▸ 作業目的: 以下に示す抜粋文の全体を、一字一句変えずに打ち直すこと。

▸ 抜粋文:
···

久しぶりの友

正確に言うと友達じゃない。
同い年なのだが、大変お世話になった方だ。
大学の教授をされている方だ。
70歳で教授の仕事も定年だと、今日会うなり言われた。
東京と京都の大学で教壇に立たれている。
ワインに詳しく、美味しいものにも詳しい。この先生といろいろなレストランに食べに行った。お互いに美味しいところ、美味しい料理の披露合戦になっていた。
途中コロナ禍もあってか、久しぶりの、数年ぶりの予約だった。宴席は6名。
5000円のコース料理を頼まれていた。
それなりに気を遣った料理をサービス気味に出した。
宴席のお仲間は先生や私と同年齢か、ちょっと上の、いわば高齢者にちかいメンバーだった。

料理が出終わり、宴席の近くに行くが、仲間内の話しに興が乗ってか、私への声かけはなかった。
そして、宴会は終わりを迎え、それぞれがコートなど帰りの身支度に。
先生のそばに行き、お礼を伝える。
「京都での生活が中心になるし、東京へも来るけど、昔みたいには来れないね。梅さんも元気で頑張って。」
・・・・・・
料理に対しての言及はなかった。というか、そういうものへの興味より余生、残り時間の使い方に気が向いていた。
容姿も立ち居振る舞いもスマートな先生だったのだが、その先生からアクが抜けかけていた。アクと言うより欲がなくなってきているようだ。
70歳という同い年としてその気持ちはすごーく分かるのだが、やはり寂しい。

「梅さん、元気で・・・」
去り際にふたたび言われた。
「先生もお元気で。」

う~ん、この先生とは違う挨拶で別れたかった。
「京都で美味しいお店を見つけたから、梅さん、今度いっしょに行こうよ。」
お世辞でも、叶う夢でなくてもいいから、そんな言葉を聞きたかった。

なんか70歳になったら、寂しいことが続く。
そのことが余計寂しい。



友の訃報

同級生よりメールが入った。
「訃報」とのタイトル。

···

[データセットの行]

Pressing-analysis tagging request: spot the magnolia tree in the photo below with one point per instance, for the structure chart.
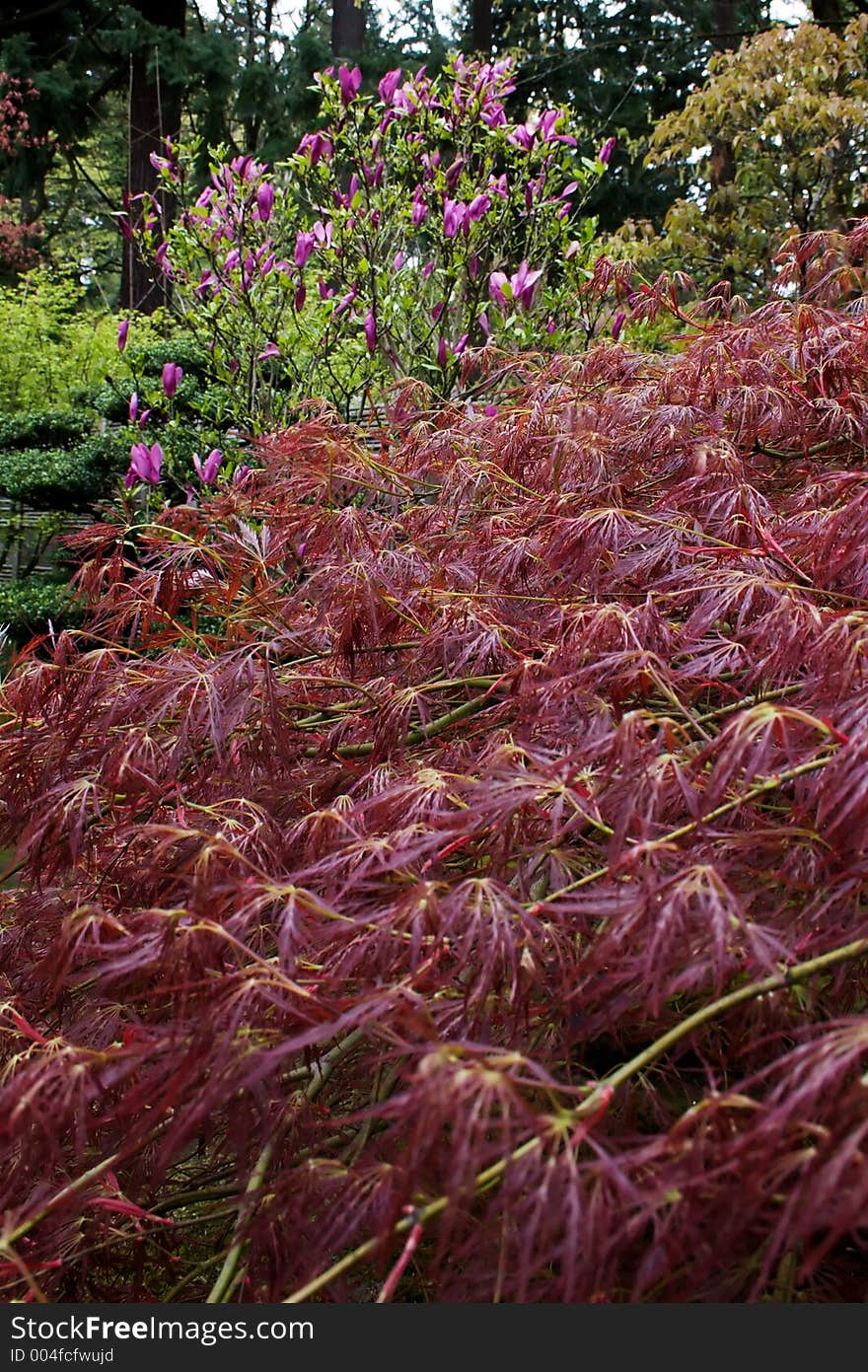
(411, 227)
(18, 238)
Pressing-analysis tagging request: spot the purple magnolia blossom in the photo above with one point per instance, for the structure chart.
(346, 301)
(146, 464)
(206, 283)
(350, 83)
(172, 375)
(520, 286)
(323, 232)
(316, 146)
(389, 85)
(521, 137)
(207, 470)
(265, 200)
(303, 248)
(607, 150)
(454, 216)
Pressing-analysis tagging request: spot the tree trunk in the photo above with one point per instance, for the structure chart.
(347, 29)
(481, 28)
(154, 115)
(724, 37)
(827, 13)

···

▸ 想定解答:
久しぶりの友

正確に言うと友達じゃない。
同い年なのだが、大変お世話になった方だ。
大学の教授をされている方だ。
70歳で教授の仕事も定年だと、今日会うなり言われた。
東京と京都の大学で教壇に立たれている。
ワインに詳しく、美味しいものにも詳しい。この先生といろいろなレストランに食べに行った。お互いに美味しいところ、美味しい料理の披露合戦になっていた。
途中コロナ禍もあってか、久しぶりの、数年ぶりの予約だった。宴席は6名。
5000円のコース料理を頼まれていた。
それなりに気を遣った料理をサービス気味に出した。
宴席のお仲間は先生や私と同年齢か、ちょっと上の、いわば高齢者にちかいメンバーだった。

料理が出終わり、宴席の近くに行くが、仲間内の話しに興が乗ってか、私への声かけはなかった。
そして、宴会は終わりを迎え、それぞれがコートなど帰りの身支度に。
先生のそばに行き、お礼を伝える。
「京都での生活が中心になるし、東京へも来るけど、昔みたいには来れないね。梅さんも元気で頑張って。」
・・・・・・
料理に対しての言及はなかった。というか、そういうものへの興味より余生、残り時間の使い方に気が向いていた。
容姿も立ち居振る舞いもスマートな先生だったのだが、その先生からアクが抜けかけていた。アクと言うより欲がなくなってきているようだ。
70歳という同い年としてその気持ちはすごーく分かるのだが、やはり寂しい。

「梅さん、元気で・・・」
去り際にふたたび言われた。
「先生もお元気で。」

う~ん、この先生とは違う挨拶で別れたかった。
「京都で美味しいお店を見つけたから、梅さん、今度いっしょに行こうよ。」
お世辞でも、叶う夢でなくてもいいから、そんな言葉を聞きたかった。

なんか70歳になったら、寂しいことが続く。
そのことが余計寂しい。



友の訃報

同級生よりメールが入った。
「訃報」とのタイトル。